• [ASSIGNMENT] Whatever appears in the records, retype it exactly, except for the pictures.

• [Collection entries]
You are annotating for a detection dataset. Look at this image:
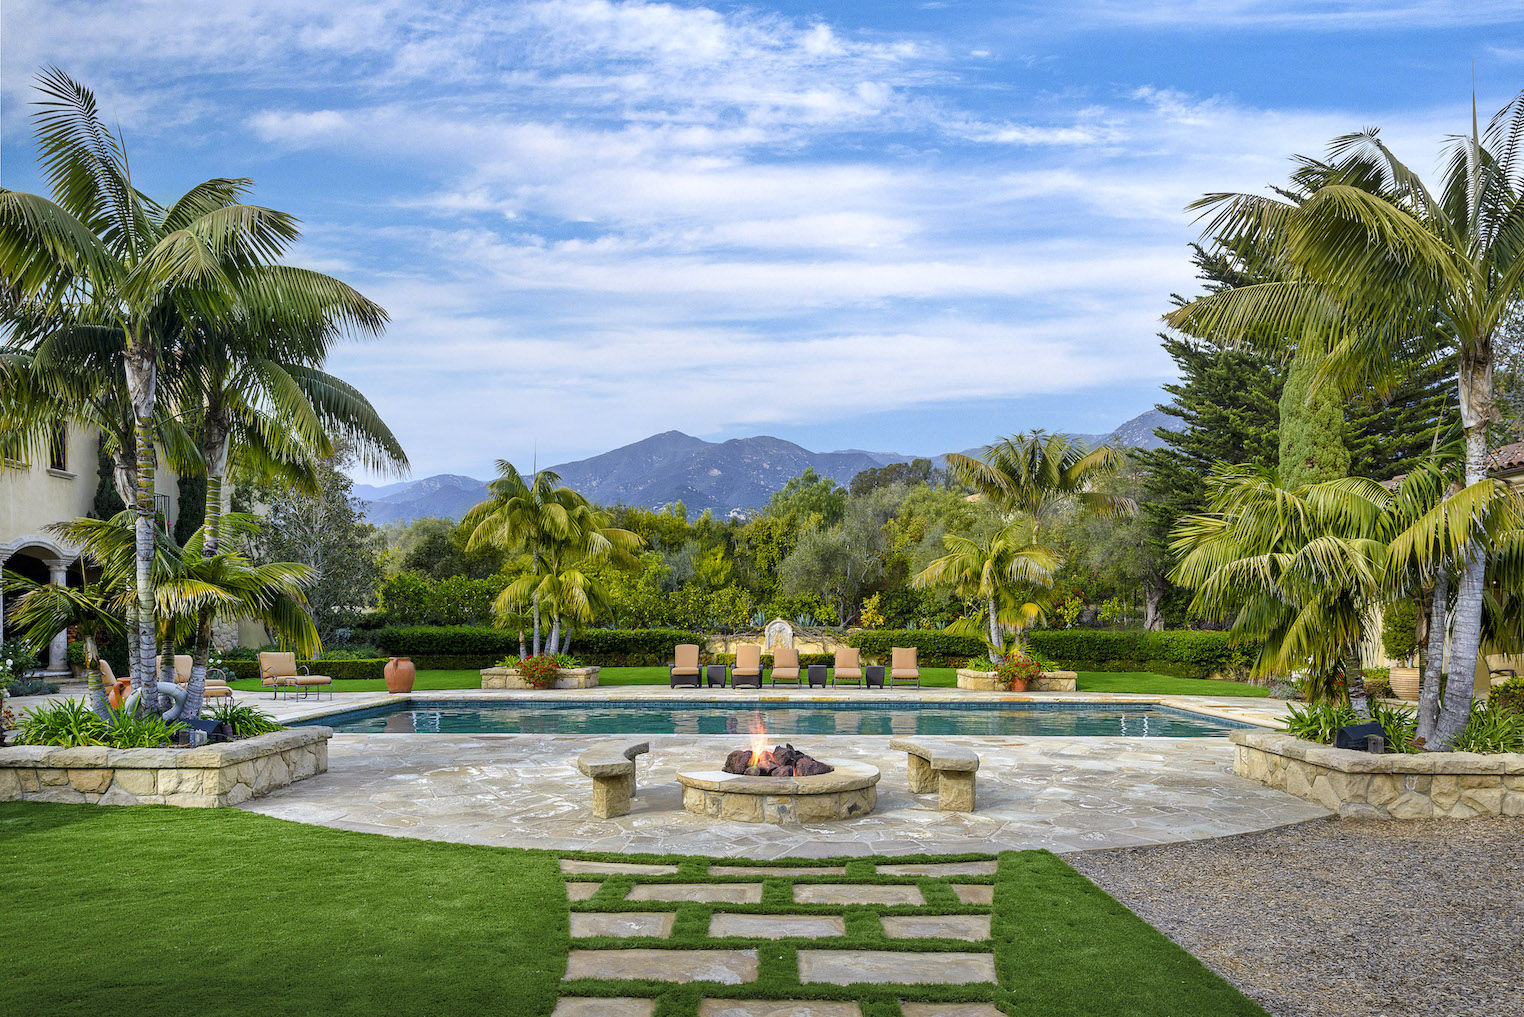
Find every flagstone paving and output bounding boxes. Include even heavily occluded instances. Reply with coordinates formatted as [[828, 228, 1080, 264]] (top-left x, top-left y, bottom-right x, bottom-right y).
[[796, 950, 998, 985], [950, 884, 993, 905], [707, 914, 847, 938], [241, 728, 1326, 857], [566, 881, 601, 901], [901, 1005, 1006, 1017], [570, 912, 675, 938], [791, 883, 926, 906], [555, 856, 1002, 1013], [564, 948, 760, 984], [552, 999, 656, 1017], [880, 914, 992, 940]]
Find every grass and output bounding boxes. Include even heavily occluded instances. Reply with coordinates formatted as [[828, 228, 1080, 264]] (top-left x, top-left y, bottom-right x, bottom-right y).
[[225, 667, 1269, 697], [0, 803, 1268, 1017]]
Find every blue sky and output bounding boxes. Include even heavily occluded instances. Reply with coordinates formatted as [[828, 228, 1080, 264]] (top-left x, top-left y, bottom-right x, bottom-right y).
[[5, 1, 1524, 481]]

• [SOLUTION BELOW]
You are annotating for a detection dataset. Look at this image:
Find every flagstone paving and output bounding boxes. Include even heavily occluded instances. Reply with coordinates formatted as [[828, 228, 1080, 264]] (top-left x, top-left y, bottom-right x, bottom-right y).
[[796, 950, 998, 985], [950, 884, 993, 905], [707, 914, 847, 938], [241, 728, 1326, 857], [566, 881, 601, 901], [901, 1005, 1006, 1017], [570, 912, 675, 938], [791, 883, 926, 906], [555, 856, 1002, 1013], [564, 948, 760, 984], [552, 999, 656, 1017], [880, 914, 992, 940]]
Find every grass and output bounding boxes. Include even heavily occluded instances. Reply with coordinates formatted as [[828, 228, 1080, 264]] (top-left x, top-left y, bottom-right x, bottom-right y).
[[225, 667, 1269, 697], [0, 803, 1268, 1017]]
Find every blue sky and output bounding boxes. Include even heavily occluded instances. Reply with coordinates formatted as [[828, 228, 1080, 264]] (top-left x, top-left y, bottom-right x, bottom-right y).
[[5, 1, 1524, 481]]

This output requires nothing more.